#### THINGS TO DO
- A) Copy the Fractured Freedom text from "Fractured Freedom: A" to "by Roli Books.", switching "Roli Books" to "its publisher".
- B) According to the Fractured Freedom text, who reviewed the book for The Telegraph?

#### TEXT EXTRACT
Fractured Freedom: A Prison Memoir is a book was written by Kobad Ghandy. The book is divided into three part, first part Motivation and drive behind Action and Second part A Decade in India's Prisons, and the third part Contemplation and consideration of justification. It was published on 16 March 2021 by Roli Books.

Critical reception

English Version
Kobad Ghandy's writing met with critical acclaim. Mahmood Farooqui of Hindustan Times wrote "The importance of this memoir and of being Kobad lies in shedding privilege, in adopting poverty and struggle, in choosing the right life, in suffering wrongs for it, and yet remaining steadfast. Fractured Freedom is a moral lesson for modern India, which both the Left and the Right would do well to heed". Asim Ali of The Telegraph wrote "This is a sincere and lucid book, mercifully free of intellectual jargon or literary pretensions. It is also deeply moving at times, particularly when Ghandy writes about his wife. Whatever one makes of Ghandy's ideas, there are some important insights to be gleaned from his dramatic life".

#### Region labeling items
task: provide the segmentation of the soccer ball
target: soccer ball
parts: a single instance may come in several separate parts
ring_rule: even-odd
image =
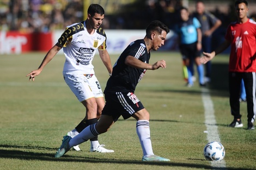
[[[221,143],[211,142],[207,143],[204,147],[204,155],[209,161],[220,161],[225,156],[225,149]]]

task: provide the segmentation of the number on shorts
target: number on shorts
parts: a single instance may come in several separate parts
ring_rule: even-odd
[[[101,89],[100,88],[100,84],[99,83],[99,82],[98,81],[95,81],[95,83],[97,85],[97,86],[98,86],[98,89]]]

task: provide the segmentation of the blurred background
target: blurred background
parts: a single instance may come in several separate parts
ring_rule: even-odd
[[[249,9],[248,16],[255,19],[256,1],[247,1]],[[160,20],[173,29],[179,20],[179,8],[185,6],[193,13],[196,9],[196,2],[192,0],[0,0],[0,54],[48,51],[57,42],[66,26],[86,20],[87,9],[91,3],[99,4],[104,8],[105,16],[102,27],[106,33],[112,35],[113,30],[117,33],[118,30],[129,30],[127,33],[136,33],[135,30],[142,30],[144,36],[144,29],[154,20]],[[222,22],[221,26],[214,32],[212,40],[214,48],[215,45],[219,44],[220,41],[224,38],[228,25],[236,20],[235,1],[204,2],[206,9]],[[137,33],[141,34],[139,32]],[[9,35],[12,35],[12,37],[20,38],[17,40],[11,40],[21,42],[20,47],[11,40],[8,41]],[[125,34],[123,35],[126,36]],[[111,37],[108,34],[107,35],[108,38]],[[167,46],[162,50],[177,49],[175,46],[176,44],[175,35],[174,33],[170,34]],[[21,39],[21,36],[25,36],[27,39]],[[39,47],[39,45],[35,46],[33,45],[35,36],[37,36],[37,42],[40,42],[42,36],[47,40],[52,39],[52,43],[48,43],[47,47],[42,48]],[[133,36],[135,38],[135,36]],[[45,39],[41,41],[45,42]],[[33,47],[27,49],[24,46],[25,43],[31,43]],[[124,46],[126,44],[123,43]]]

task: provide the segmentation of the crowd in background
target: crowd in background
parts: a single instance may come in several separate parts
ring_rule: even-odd
[[[0,30],[28,33],[63,29],[83,20],[81,0],[2,0]]]
[[[83,0],[2,0],[0,1],[0,31],[47,32],[65,29],[84,20]],[[172,28],[179,18],[181,0],[137,1],[117,12],[105,15],[104,29],[144,29],[153,20]],[[192,11],[193,12],[193,11]],[[210,11],[222,21],[223,28],[232,20],[230,14],[218,9]],[[230,13],[232,14],[232,11]]]

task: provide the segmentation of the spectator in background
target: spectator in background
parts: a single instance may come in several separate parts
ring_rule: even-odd
[[[202,49],[200,23],[196,17],[190,17],[188,10],[186,8],[181,8],[180,15],[181,20],[176,24],[175,30],[179,35],[180,51],[184,64],[187,67],[187,86],[190,87],[193,85],[192,70],[194,60],[197,65],[199,85],[204,86],[204,67],[199,60]],[[186,70],[184,69],[184,72]]]
[[[212,34],[221,25],[221,21],[211,13],[205,11],[204,2],[198,1],[196,5],[196,12],[194,14],[201,24],[202,32],[202,49],[206,53],[211,52]],[[205,65],[205,82],[211,81],[211,63],[209,61]]]
[[[229,24],[225,40],[211,53],[203,52],[200,61],[205,64],[231,45],[229,63],[229,103],[234,120],[233,128],[243,127],[239,102],[241,82],[245,83],[247,102],[247,129],[254,130],[256,117],[256,22],[247,17],[248,3],[237,0],[235,3],[237,21]]]

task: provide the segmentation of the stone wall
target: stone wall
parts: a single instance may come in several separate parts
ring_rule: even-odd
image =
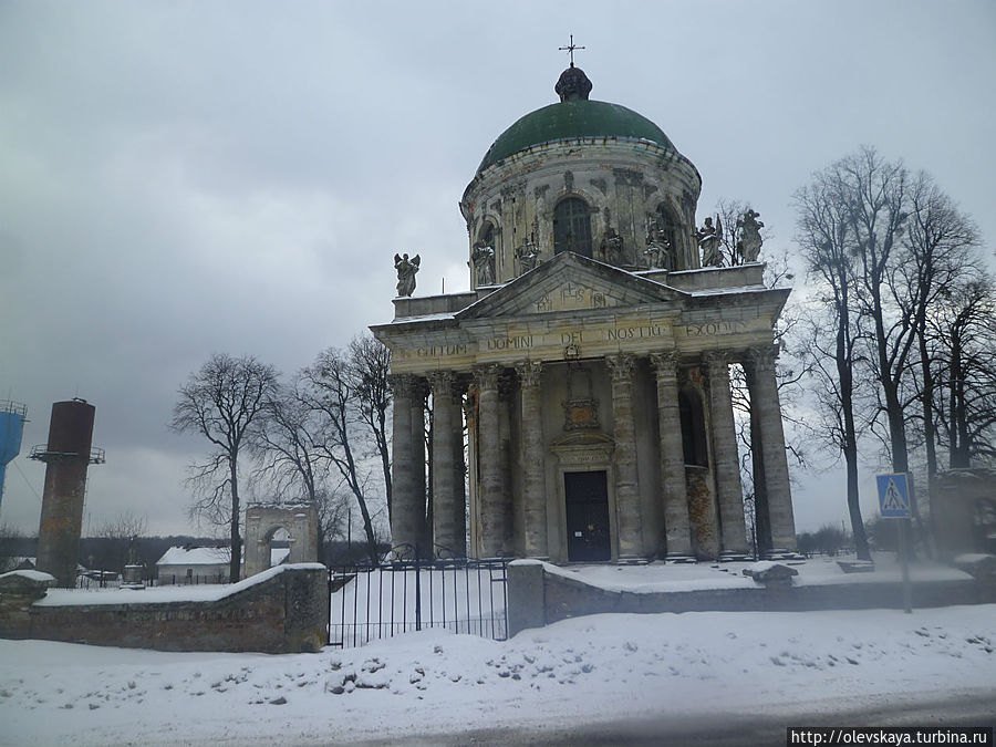
[[[986,578],[994,577],[996,572],[990,572]],[[912,592],[914,608],[996,601],[996,584],[986,585],[979,577],[964,581],[914,581]],[[508,566],[509,636],[527,627],[542,627],[568,618],[606,612],[808,612],[865,609],[903,609],[902,583],[811,587],[771,584],[635,593],[609,591],[578,579],[549,573],[543,563],[536,560],[517,560]]]
[[[121,604],[53,605],[37,590],[4,588],[0,636],[158,651],[314,652],[328,640],[328,580],[319,563],[279,566],[214,600],[143,602],[146,592],[134,591],[135,601]]]

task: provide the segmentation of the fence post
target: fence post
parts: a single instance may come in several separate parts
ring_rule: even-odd
[[[415,630],[422,630],[422,572],[418,567],[418,543],[415,543]]]

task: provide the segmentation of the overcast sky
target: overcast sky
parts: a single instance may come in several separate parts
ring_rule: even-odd
[[[868,144],[933,174],[992,256],[989,0],[0,0],[0,400],[30,418],[0,521],[37,531],[27,452],[80,396],[107,453],[84,532],[125,509],[189,531],[180,383],[214,352],[290,374],[388,321],[395,251],[422,255],[416,294],[466,289],[457,200],[557,100],[570,33],[592,98],[698,167],[699,222],[749,200],[791,252],[792,191]],[[795,477],[799,529],[847,516],[834,474]]]

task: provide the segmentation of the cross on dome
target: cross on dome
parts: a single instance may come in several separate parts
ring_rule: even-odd
[[[574,66],[574,50],[583,50],[583,49],[584,49],[583,46],[578,46],[577,44],[574,44],[574,34],[571,34],[571,43],[568,44],[567,46],[558,46],[557,51],[558,52],[569,52],[571,55],[571,68],[573,68]]]

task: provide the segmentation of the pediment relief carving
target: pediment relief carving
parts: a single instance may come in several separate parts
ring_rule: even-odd
[[[681,291],[575,255],[558,255],[457,314],[463,319],[662,303]]]

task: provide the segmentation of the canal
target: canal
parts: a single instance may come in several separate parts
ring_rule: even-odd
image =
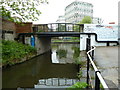
[[[79,44],[52,44],[52,50],[2,71],[3,88],[34,88],[43,80],[77,79]],[[58,82],[58,81],[57,81]],[[56,83],[56,82],[55,82]]]

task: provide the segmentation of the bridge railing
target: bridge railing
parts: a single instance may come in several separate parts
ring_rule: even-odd
[[[83,32],[84,24],[50,23],[35,24],[34,32]]]
[[[95,90],[100,90],[100,83],[102,84],[104,89],[109,90],[108,85],[106,84],[105,80],[103,79],[101,72],[97,69],[97,66],[94,63],[94,50],[96,47],[91,47],[91,40],[90,36],[88,36],[86,40],[86,51],[87,51],[87,84],[91,85],[92,88],[95,88]],[[92,76],[90,75],[90,65],[92,66],[94,72],[95,72],[95,85],[92,85]],[[89,88],[89,87],[87,87]]]

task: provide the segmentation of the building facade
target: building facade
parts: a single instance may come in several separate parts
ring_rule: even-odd
[[[78,23],[85,16],[93,17],[93,5],[87,2],[74,1],[65,8],[65,21]]]
[[[59,16],[56,22],[57,23],[65,23],[65,16]]]

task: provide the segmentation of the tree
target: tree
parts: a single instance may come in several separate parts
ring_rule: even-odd
[[[79,24],[91,24],[92,19],[90,16],[85,16]]]
[[[2,0],[0,2],[0,16],[14,22],[27,20],[36,21],[41,14],[37,9],[46,0]]]

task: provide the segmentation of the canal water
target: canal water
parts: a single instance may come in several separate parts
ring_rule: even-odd
[[[52,44],[51,51],[4,69],[3,88],[34,88],[40,81],[53,79],[74,82],[78,71],[74,59],[79,57],[79,44]]]

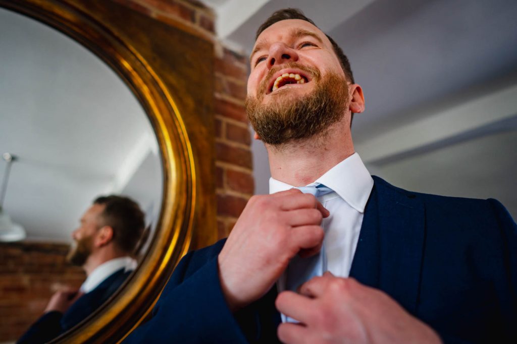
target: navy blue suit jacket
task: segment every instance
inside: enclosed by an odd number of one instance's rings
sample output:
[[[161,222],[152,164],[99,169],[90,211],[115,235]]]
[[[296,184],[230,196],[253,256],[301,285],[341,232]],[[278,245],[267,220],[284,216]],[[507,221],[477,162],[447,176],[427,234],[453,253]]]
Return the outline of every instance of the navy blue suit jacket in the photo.
[[[446,343],[517,342],[517,225],[498,201],[409,192],[374,177],[351,276],[383,290]],[[180,262],[126,343],[273,343],[273,287],[235,314],[218,275],[224,244]]]
[[[85,293],[64,314],[57,311],[45,313],[31,325],[17,342],[18,344],[46,343],[65,332],[93,313],[110,298],[131,273],[118,270],[95,289]]]

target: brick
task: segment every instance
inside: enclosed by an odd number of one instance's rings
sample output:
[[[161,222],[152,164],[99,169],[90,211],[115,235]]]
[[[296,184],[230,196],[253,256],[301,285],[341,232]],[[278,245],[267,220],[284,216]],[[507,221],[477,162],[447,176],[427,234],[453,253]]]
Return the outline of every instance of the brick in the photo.
[[[255,189],[255,182],[250,173],[227,169],[226,184],[232,190],[243,193],[253,194]]]
[[[231,76],[243,81],[248,78],[248,71],[239,64],[235,64],[231,60],[216,58],[214,64],[214,70],[227,76]]]
[[[226,137],[230,141],[248,145],[251,143],[251,136],[249,129],[246,127],[226,123]]]
[[[224,170],[218,166],[216,167],[216,187],[222,189],[224,187]]]
[[[214,110],[216,113],[244,123],[248,123],[244,106],[222,99],[216,99],[214,105]]]
[[[223,125],[224,124],[222,121],[216,118],[215,123],[215,134],[216,137],[222,139],[223,138]]]
[[[226,93],[237,99],[244,100],[246,99],[247,90],[246,84],[242,84],[226,79],[225,80]]]
[[[237,218],[246,206],[248,200],[230,195],[217,195],[217,214]]]
[[[218,160],[251,169],[253,166],[251,152],[222,142],[216,143],[216,156]]]
[[[227,61],[229,63],[238,63],[245,65],[247,65],[249,63],[248,56],[245,56],[242,54],[239,54],[237,52],[230,50],[228,48],[224,48],[223,53],[224,54],[224,60]]]

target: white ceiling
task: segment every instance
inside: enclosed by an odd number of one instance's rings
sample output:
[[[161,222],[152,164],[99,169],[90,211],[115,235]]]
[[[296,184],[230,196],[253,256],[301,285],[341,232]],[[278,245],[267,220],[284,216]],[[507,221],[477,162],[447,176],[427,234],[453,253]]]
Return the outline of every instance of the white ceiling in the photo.
[[[19,157],[4,208],[28,240],[70,241],[101,194],[127,194],[155,216],[157,143],[117,75],[67,37],[2,9],[0,47],[0,153]]]
[[[496,198],[517,217],[517,2],[514,0],[203,1],[220,38],[249,53],[273,11],[301,9],[348,56],[366,111],[356,150],[401,187]],[[254,142],[256,192],[268,192]]]

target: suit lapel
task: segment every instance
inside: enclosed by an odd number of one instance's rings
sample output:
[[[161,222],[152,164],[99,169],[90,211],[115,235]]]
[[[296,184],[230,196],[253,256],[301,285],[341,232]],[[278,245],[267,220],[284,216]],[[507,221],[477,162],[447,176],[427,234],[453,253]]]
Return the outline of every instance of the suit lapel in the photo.
[[[350,275],[415,314],[424,240],[424,205],[374,177]]]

#### FINAL RESULTS
- A)
Fractured Freedom: A Prison Memoir is a book was written by Kobad Ghandy. The book is divided into three part, first part Motivation and drive behind Action and Second part A Decade in India's Prisons, and the third part Contemplation and consideration of justification. It was published on 16 March 2021 by its publisher.

- B) Asim Ali